[Document section]

Sarah started off as many people do – as a teenager, with a pack of ten lasting an entire week at first, but soon upping to ten a day when she got into college. By the time she reached the working world, it had increased again to around 20 a day and remained at that level for the next decade and beyond.
"I always wanted to quit" she says.
"I remember even doing exams in my last year in college smoking, and thinking it would help with my stress levels. But it made it an awful lot worse. From then on I wanted to quit – I just didn’t see how I could how it would be possible.
I felt I couldn’t possibly live without them. From the first cigarette in the morning, before breakfast even, that set the pattern for the day."
It was actually some good news that finally prompted Sarah to stub them out for good – she discovered she was pregnant.
"It forced me to give up. The guilt would have killed me. At this point I had been trying for ten years to give up – I felt panicked, like I can’t do this. So I rang up the Smoking Cessation Officer in the Rotunda.
She was so reassuring. She told me that she believed I could quit and I wouldn’t have asked for help if I didn’t really want to stop. She made me feel like I wasn’t a lost cause."
I thought to myself ‘if I don’t do it now, I’ll never do it’.
Sarah credits the advice and support of the Smoking Cessation Officer, both physical and psychological, with getting her through the uphill battle of first cutting down sharply and then totally giving up.
She understands how insurmountable a task it seems at first for many people, but the strength of will power and support got her through. I gave up drinking 15 years ago and I found that easier.

[/Document section]
[Data section]

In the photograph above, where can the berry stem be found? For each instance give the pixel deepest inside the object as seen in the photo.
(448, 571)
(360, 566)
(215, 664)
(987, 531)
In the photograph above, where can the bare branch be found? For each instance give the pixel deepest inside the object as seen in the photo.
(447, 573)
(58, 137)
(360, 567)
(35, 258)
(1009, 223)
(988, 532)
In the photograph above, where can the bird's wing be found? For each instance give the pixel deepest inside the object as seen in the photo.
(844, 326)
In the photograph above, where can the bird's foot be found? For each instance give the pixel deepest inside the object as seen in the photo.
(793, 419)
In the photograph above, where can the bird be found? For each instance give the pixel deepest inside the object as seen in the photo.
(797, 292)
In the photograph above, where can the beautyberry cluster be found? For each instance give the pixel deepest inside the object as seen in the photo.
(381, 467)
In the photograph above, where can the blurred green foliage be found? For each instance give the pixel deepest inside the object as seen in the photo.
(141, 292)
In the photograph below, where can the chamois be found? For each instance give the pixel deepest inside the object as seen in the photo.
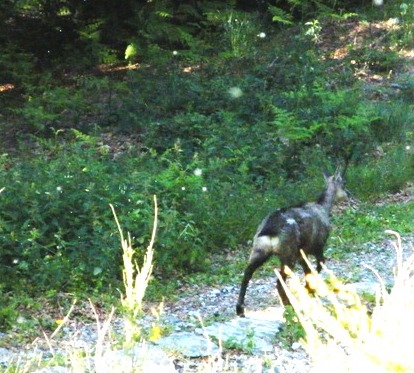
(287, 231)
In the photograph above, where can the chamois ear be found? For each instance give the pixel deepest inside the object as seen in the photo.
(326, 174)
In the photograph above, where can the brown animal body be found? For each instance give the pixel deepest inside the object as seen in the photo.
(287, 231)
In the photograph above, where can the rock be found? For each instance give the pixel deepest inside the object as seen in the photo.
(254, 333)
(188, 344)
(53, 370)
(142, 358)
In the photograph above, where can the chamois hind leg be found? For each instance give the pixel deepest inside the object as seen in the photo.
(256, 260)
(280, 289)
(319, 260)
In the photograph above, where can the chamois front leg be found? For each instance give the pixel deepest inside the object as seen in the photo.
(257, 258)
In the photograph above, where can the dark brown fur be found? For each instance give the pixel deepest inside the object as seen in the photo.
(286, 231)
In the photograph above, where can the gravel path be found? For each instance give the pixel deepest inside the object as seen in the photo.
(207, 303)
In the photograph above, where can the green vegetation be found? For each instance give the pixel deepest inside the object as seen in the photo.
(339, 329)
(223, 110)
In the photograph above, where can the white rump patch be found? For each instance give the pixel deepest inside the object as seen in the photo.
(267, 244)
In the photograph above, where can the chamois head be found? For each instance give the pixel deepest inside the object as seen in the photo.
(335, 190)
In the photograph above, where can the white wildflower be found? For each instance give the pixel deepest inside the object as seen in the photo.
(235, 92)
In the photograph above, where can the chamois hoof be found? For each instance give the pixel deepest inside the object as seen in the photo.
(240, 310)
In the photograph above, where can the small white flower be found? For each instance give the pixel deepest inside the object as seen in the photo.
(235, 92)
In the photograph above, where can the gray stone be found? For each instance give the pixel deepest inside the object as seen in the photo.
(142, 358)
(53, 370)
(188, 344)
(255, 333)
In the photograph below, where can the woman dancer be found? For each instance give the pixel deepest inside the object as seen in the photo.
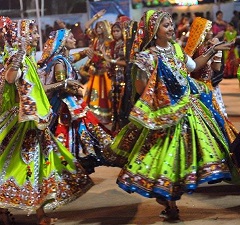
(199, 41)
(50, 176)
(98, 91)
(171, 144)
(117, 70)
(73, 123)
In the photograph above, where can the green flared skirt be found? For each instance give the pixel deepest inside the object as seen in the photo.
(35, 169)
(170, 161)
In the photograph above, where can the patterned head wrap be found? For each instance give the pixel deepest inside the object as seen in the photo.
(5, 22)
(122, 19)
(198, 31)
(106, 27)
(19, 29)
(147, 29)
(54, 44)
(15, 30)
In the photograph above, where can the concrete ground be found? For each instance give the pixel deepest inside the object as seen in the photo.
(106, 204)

[/Data section]

• **Complete the following**
1. Repeat the passage from the account of Sarah's smoking word for word, starting with "It was actually" and going on through "in the Rotunda.".
2. Decide whether each statement below agrees with the account of Sarah giving up cigarettes. Answer yes or no for each, and quote the deciding words from the account.
(a) Once she was working, Sarah smoked around 20 cigarettes a day.
(b) Smoking during her final-year college exams lowered Sarah's stress.
(c) Sarah phoned the Smoking Cessation Officer in the Rotunda.
3. Continue the account of Sarah quitting smoking, beginning right after its final sentence.

• **Responses by task**
1.
It was actually some good news that finally prompted Sarah to stub them out for good – she discovered she was pregnant.
"It forced me to give up. The guilt would have killed me. At this point I had been trying for ten years to give up – I felt panicked, like I can’t do this. So I rang up the Smoking Cessation Officer in the Rotunda.

2.
(a) Yes: "By the time she reached the working world, it had increased again to around 20 a day"
(b) No: "But it made it an awful lot worse."
(c) Yes: "So I rang up the Smoking Cessation Officer in the Rotunda."

3.
Since that pregnancy, Sarah has twin boys and has successfully stayed off cigarettes for almost four years.
When asked if she feels much better having quit, Sarah is emphatic: “Definitely. Definitely, definitely. My chest is less tight, less wheezy. I get less chest infections and colds. I’ve more energy. I thought it was calming me, helping my stress levels. You think it’s doing whatever you want to believe it’s doing for you, but actually it’s doing nothing at all.
Cravings have since disappeared for her and she hasn’t looked back – even seeing smoking with new eyes (and nose). The smell of them, I hate that now. I was in denial before – I thought I was immune to the smell!
Sarah is kept busy running around after her 3-and-a-half-year-old son as well as her 18 month twin boys. She laughs, I’m wrecked. I’m so wrecked. But if I was still smoking, it’d be a hundred times worse.
That’s it, really. You want to be around for them. And you want to be healthy for them.